# [Tareas a realizar]
1. Según el fragmento sobre la hija que imita el uso del ordenador, ¿qué quería hacer la niña al principio?
2. Transcribe del fragmento sobre la hija que imita el uso del ordenador todo lo que va desde "Más adelante, fui" hasta "y mi marido.".
3. Escribe cómo sigue el fragmento sobre la hija que imita el uso del ordenador a partir de su última oración.

# [Fragmento mostrado]
▼▼▼
Al principio es gracioso y muy tierno, pero a la larga te das cuenta de las malas costumbres que todos tenemos. O eso espero. Para que me entendáis: al principio me salía una mueca de orgullo cuando quería escribir en el ordenador al igual que yo. ¿Qué gracioso, no? Ver como sus pequeñas manitas tecleaban imitando a mamá. Chistoso, como dicen en México.

Más adelante, fui cayendo en la cuenta de la poca gracia que la situación en realidad tiene. No era más que un reflejo de la cantidad de horas que paso en frente de esta máquina diabólica y que mi hija ya ha asumido como uno más de la familia. El gato, el perro, Máxima y el Macbook pro. Ah, y mi marido.
▲▲▲
# [Datos]
▼▼▼
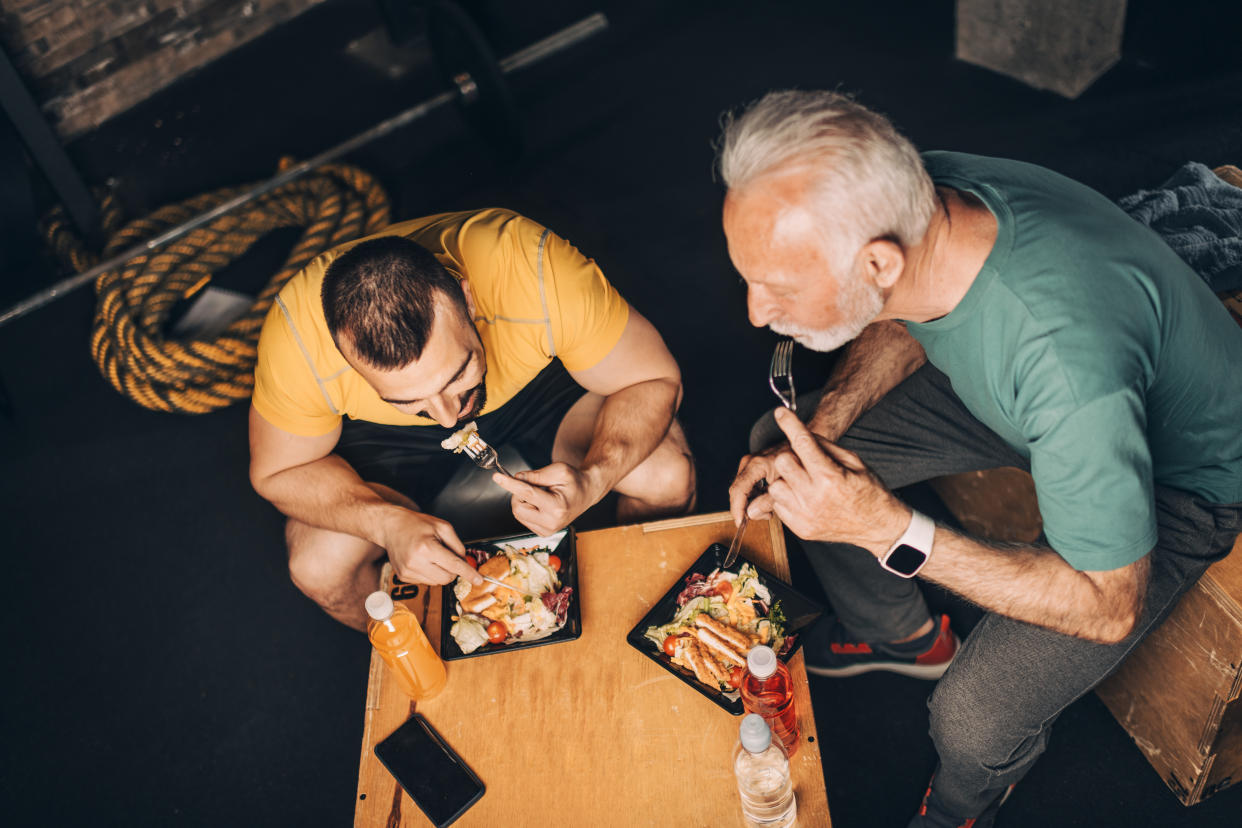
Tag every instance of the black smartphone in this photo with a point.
(435, 777)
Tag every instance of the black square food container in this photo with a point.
(800, 612)
(560, 544)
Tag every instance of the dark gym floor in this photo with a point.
(162, 668)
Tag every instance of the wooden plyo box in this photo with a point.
(1178, 694)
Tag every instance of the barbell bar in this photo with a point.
(465, 88)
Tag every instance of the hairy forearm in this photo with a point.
(1036, 585)
(873, 364)
(329, 494)
(630, 426)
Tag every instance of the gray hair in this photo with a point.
(867, 179)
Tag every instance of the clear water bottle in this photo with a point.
(763, 776)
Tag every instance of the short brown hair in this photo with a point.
(381, 294)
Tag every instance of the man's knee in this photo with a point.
(323, 564)
(666, 479)
(971, 726)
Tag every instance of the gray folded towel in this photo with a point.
(1200, 217)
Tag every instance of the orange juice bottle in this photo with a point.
(399, 639)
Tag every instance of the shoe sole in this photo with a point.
(902, 668)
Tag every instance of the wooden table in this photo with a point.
(590, 731)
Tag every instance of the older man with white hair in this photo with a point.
(996, 314)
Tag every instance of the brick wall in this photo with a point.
(87, 60)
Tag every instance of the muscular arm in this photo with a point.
(302, 478)
(642, 387)
(1036, 585)
(873, 364)
(826, 493)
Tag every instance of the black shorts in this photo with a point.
(410, 459)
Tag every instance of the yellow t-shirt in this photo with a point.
(535, 298)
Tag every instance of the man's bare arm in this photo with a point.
(302, 478)
(824, 492)
(872, 365)
(1036, 585)
(642, 389)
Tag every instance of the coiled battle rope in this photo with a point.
(335, 204)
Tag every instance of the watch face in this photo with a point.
(906, 560)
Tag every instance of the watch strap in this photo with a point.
(918, 535)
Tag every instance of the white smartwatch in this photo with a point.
(913, 549)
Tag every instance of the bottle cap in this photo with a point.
(379, 605)
(761, 662)
(754, 733)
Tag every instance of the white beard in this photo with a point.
(860, 304)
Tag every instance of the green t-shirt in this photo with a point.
(1092, 349)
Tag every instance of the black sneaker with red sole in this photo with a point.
(830, 651)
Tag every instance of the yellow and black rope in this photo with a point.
(335, 204)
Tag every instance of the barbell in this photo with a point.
(476, 82)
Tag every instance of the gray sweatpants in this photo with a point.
(992, 709)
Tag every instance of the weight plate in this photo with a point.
(466, 65)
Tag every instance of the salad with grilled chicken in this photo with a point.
(719, 617)
(532, 603)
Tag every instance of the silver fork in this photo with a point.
(780, 380)
(780, 374)
(483, 456)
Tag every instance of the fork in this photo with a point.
(483, 454)
(780, 374)
(780, 380)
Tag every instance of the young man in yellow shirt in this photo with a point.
(381, 348)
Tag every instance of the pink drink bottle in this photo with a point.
(768, 689)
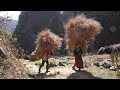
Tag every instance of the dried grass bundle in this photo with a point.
(46, 40)
(81, 29)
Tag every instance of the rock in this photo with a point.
(2, 53)
(27, 57)
(106, 65)
(61, 64)
(112, 68)
(101, 67)
(96, 64)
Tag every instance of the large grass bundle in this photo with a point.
(81, 29)
(46, 40)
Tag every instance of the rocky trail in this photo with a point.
(91, 71)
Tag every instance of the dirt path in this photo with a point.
(59, 72)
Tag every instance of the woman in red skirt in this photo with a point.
(78, 58)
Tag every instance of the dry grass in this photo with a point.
(46, 40)
(79, 30)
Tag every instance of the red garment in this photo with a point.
(78, 61)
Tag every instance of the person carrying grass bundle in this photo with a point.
(78, 57)
(45, 58)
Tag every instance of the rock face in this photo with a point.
(32, 22)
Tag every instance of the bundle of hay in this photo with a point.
(46, 40)
(81, 29)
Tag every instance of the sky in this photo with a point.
(14, 14)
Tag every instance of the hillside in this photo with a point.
(32, 22)
(10, 26)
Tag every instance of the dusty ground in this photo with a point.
(65, 72)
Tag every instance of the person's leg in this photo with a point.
(41, 65)
(47, 66)
(73, 67)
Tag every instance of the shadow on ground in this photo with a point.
(82, 75)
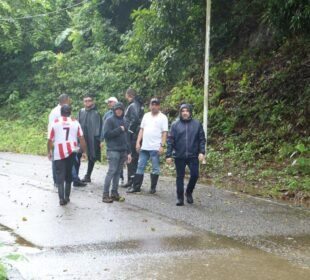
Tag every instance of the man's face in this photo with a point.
(88, 102)
(128, 97)
(154, 107)
(185, 114)
(118, 112)
(111, 104)
(67, 101)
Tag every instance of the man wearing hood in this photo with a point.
(118, 151)
(90, 121)
(133, 116)
(186, 143)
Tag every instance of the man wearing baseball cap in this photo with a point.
(152, 135)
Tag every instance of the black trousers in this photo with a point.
(132, 166)
(64, 169)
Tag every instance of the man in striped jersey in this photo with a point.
(64, 135)
(54, 114)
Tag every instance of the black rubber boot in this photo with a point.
(137, 183)
(67, 192)
(189, 197)
(128, 184)
(154, 180)
(180, 199)
(86, 179)
(61, 194)
(106, 198)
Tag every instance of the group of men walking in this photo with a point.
(130, 137)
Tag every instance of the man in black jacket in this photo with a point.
(186, 143)
(133, 116)
(90, 121)
(118, 151)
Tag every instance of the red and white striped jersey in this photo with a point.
(64, 134)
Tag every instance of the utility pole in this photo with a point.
(206, 73)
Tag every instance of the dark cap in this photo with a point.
(155, 101)
(65, 110)
(119, 105)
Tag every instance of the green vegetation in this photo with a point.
(259, 76)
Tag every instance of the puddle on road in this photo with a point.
(202, 256)
(7, 236)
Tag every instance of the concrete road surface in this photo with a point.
(224, 235)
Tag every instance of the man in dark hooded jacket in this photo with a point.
(118, 151)
(90, 121)
(186, 143)
(133, 116)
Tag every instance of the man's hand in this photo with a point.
(138, 147)
(129, 158)
(201, 157)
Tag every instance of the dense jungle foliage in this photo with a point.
(259, 112)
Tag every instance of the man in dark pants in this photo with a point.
(64, 135)
(90, 121)
(153, 134)
(186, 143)
(54, 114)
(118, 151)
(133, 116)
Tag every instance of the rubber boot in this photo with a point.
(180, 200)
(61, 194)
(189, 197)
(154, 180)
(67, 192)
(128, 184)
(137, 183)
(86, 179)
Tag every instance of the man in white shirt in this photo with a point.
(153, 135)
(64, 135)
(55, 114)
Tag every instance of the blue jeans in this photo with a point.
(180, 164)
(116, 161)
(144, 156)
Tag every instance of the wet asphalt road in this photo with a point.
(224, 235)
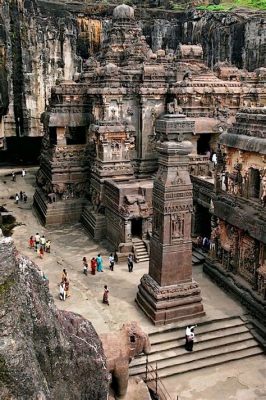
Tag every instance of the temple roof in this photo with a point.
(123, 12)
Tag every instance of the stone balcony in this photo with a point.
(200, 166)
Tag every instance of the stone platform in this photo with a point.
(59, 212)
(167, 304)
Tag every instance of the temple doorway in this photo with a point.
(203, 144)
(136, 227)
(254, 183)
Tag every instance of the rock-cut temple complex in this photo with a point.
(106, 160)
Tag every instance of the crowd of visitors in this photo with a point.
(64, 286)
(40, 244)
(96, 264)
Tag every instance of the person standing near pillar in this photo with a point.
(130, 263)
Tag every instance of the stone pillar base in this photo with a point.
(167, 304)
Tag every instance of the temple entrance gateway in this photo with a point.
(136, 227)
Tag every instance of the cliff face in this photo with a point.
(44, 353)
(44, 41)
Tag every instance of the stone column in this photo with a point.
(168, 293)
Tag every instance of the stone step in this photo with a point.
(201, 358)
(142, 258)
(208, 336)
(198, 254)
(179, 332)
(140, 247)
(177, 348)
(141, 252)
(195, 260)
(208, 362)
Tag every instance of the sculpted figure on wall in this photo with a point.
(120, 348)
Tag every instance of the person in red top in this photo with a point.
(31, 242)
(93, 265)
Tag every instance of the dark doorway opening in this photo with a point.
(136, 227)
(202, 221)
(203, 144)
(254, 183)
(76, 135)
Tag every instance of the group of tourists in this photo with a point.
(96, 264)
(14, 175)
(64, 286)
(40, 244)
(21, 196)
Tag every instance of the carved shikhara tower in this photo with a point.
(168, 293)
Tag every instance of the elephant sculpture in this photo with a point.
(120, 348)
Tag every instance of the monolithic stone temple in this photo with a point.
(168, 292)
(132, 131)
(100, 154)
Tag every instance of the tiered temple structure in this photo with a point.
(99, 152)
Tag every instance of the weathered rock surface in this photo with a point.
(45, 41)
(44, 353)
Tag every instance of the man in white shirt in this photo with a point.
(189, 336)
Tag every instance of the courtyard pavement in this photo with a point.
(238, 380)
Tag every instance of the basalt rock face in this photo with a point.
(236, 37)
(44, 41)
(44, 353)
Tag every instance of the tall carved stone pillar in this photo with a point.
(168, 293)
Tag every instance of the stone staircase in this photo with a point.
(140, 250)
(198, 256)
(93, 222)
(217, 342)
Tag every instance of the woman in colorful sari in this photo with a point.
(99, 263)
(106, 295)
(93, 265)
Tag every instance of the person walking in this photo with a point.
(93, 265)
(99, 263)
(130, 263)
(85, 266)
(112, 262)
(48, 246)
(190, 337)
(37, 239)
(31, 242)
(43, 241)
(62, 292)
(106, 295)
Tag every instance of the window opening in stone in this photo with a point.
(76, 135)
(53, 136)
(202, 221)
(136, 227)
(254, 183)
(203, 144)
(132, 339)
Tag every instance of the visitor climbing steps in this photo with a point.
(217, 342)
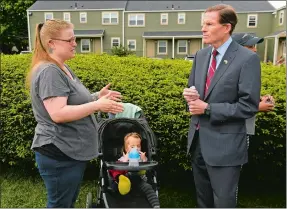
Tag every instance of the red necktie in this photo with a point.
(211, 71)
(210, 74)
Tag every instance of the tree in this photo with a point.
(14, 28)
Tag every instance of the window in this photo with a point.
(164, 19)
(67, 16)
(48, 16)
(132, 45)
(162, 47)
(252, 21)
(115, 42)
(110, 18)
(181, 18)
(85, 45)
(202, 17)
(83, 17)
(136, 19)
(182, 47)
(281, 17)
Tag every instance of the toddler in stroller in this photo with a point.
(129, 193)
(123, 178)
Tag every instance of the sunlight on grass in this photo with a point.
(19, 192)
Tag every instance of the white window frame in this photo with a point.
(178, 15)
(248, 20)
(69, 14)
(178, 47)
(136, 25)
(115, 38)
(48, 13)
(202, 17)
(161, 18)
(281, 12)
(128, 43)
(82, 45)
(110, 18)
(162, 53)
(86, 17)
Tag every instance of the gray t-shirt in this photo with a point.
(77, 139)
(250, 125)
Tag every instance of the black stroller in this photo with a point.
(111, 135)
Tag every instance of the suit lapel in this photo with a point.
(203, 73)
(223, 66)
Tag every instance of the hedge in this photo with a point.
(154, 85)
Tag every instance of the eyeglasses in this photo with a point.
(71, 40)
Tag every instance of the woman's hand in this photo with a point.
(106, 104)
(114, 95)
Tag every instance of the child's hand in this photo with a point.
(125, 157)
(143, 157)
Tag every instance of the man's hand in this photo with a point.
(197, 107)
(190, 94)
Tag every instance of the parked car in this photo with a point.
(189, 57)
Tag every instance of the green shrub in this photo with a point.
(154, 85)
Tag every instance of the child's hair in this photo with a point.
(133, 134)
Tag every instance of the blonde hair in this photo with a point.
(44, 32)
(132, 134)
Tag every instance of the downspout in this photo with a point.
(29, 35)
(173, 47)
(123, 19)
(101, 44)
(265, 52)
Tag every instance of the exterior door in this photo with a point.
(150, 48)
(97, 49)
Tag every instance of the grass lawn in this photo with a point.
(18, 191)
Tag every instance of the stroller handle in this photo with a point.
(124, 166)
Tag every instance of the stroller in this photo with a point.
(111, 135)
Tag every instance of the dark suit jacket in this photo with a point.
(233, 95)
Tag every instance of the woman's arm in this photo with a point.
(60, 112)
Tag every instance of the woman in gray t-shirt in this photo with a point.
(66, 133)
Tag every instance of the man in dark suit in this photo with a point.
(224, 90)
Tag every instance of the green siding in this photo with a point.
(94, 22)
(266, 24)
(275, 22)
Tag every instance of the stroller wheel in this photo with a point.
(89, 200)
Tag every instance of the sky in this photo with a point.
(278, 4)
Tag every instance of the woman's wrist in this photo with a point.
(95, 96)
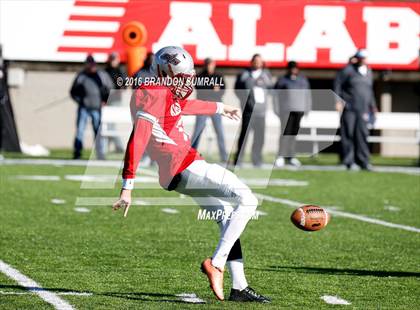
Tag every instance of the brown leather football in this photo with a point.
(310, 218)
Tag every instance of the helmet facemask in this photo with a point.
(175, 68)
(181, 84)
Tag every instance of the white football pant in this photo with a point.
(216, 188)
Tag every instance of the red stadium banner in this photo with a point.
(318, 34)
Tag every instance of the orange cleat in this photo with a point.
(215, 276)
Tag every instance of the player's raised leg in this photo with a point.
(202, 180)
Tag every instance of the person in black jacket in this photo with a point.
(211, 91)
(354, 85)
(292, 100)
(90, 90)
(252, 88)
(118, 76)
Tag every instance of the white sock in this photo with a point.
(236, 270)
(231, 233)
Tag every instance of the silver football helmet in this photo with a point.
(176, 66)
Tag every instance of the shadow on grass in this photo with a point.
(140, 296)
(337, 271)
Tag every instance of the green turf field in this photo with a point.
(144, 261)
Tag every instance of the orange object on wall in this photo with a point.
(134, 36)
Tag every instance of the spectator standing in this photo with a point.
(117, 74)
(90, 90)
(145, 70)
(211, 91)
(354, 85)
(291, 102)
(139, 76)
(257, 80)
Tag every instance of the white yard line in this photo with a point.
(57, 293)
(358, 217)
(335, 300)
(34, 287)
(190, 298)
(118, 164)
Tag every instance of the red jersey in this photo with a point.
(158, 129)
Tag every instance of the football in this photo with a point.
(310, 218)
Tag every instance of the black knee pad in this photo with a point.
(235, 251)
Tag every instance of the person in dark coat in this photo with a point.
(354, 86)
(118, 76)
(292, 101)
(252, 87)
(211, 91)
(90, 90)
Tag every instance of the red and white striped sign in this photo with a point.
(318, 34)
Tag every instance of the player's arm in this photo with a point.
(136, 146)
(201, 107)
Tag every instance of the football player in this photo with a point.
(156, 110)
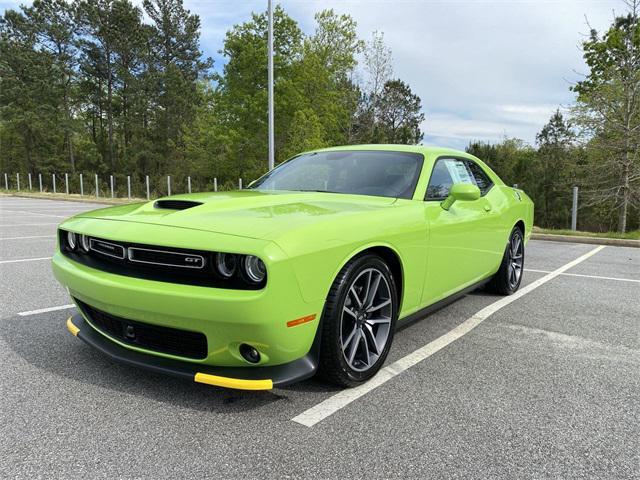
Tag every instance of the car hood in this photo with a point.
(247, 213)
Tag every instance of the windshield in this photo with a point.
(378, 173)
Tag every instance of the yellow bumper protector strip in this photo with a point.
(237, 383)
(72, 328)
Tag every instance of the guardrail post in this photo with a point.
(574, 210)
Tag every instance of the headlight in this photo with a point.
(226, 264)
(84, 242)
(72, 240)
(254, 268)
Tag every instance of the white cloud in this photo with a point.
(484, 69)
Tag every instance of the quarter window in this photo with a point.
(481, 179)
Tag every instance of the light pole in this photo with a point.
(270, 83)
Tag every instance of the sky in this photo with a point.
(484, 69)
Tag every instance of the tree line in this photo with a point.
(595, 146)
(104, 86)
(107, 87)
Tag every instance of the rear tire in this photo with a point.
(358, 322)
(509, 276)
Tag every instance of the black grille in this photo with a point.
(150, 262)
(173, 341)
(176, 204)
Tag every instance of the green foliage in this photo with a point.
(108, 87)
(608, 113)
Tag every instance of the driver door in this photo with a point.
(460, 251)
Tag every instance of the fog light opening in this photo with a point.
(249, 353)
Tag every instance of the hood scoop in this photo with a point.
(175, 204)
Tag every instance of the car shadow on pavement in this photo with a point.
(44, 342)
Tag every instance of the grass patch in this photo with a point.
(633, 235)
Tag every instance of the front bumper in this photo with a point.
(241, 378)
(265, 319)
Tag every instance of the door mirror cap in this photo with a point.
(461, 191)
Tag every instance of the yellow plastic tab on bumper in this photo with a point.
(237, 383)
(72, 328)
▲▲▲
# [Respuestas por tarea]
1. Quería escribir en el ordenador igual que su mamá.

2.
Más adelante, fui cayendo en la cuenta de la poca gracia que la situación en realidad tiene. No era más que un reflejo de la cantidad de horas que paso en frente de esta máquina diabólica y que mi hija ya ha asumido como uno más de la familia. El gato, el perro, Máxima y el Macbook pro. Ah, y mi marido.

3.
Y es que esto que me sucede a mí en lo íntimo, donde nadie me puede ver, nos pasa a todos como sociedad bajo los focos de las cámaras de televisión y los logaritmos de redes sociales. La diferencia es que en vez de ser una relación madre-hija es una relación ciudadano-político. Y esta relación está empezando a ser muy tóxica. Y comenzamos a sentir, erróneamente creo, que todo era mejor cuando era peor. Y los partidos que venden nostalgia recogen los frutos que no plantaron.

De alguna manera, somos protagonistas de una época donde el carisma y la confrontación se valoran más que la integridad y la empatía. Nos guste reconocerlo o no, ya no nos parecen atractiva la buena gente. Nos gustan los macarras, los que son capaces de cerrarles la boca al adversario, los que, como dicen en la tele, “no hacen prisioneros”.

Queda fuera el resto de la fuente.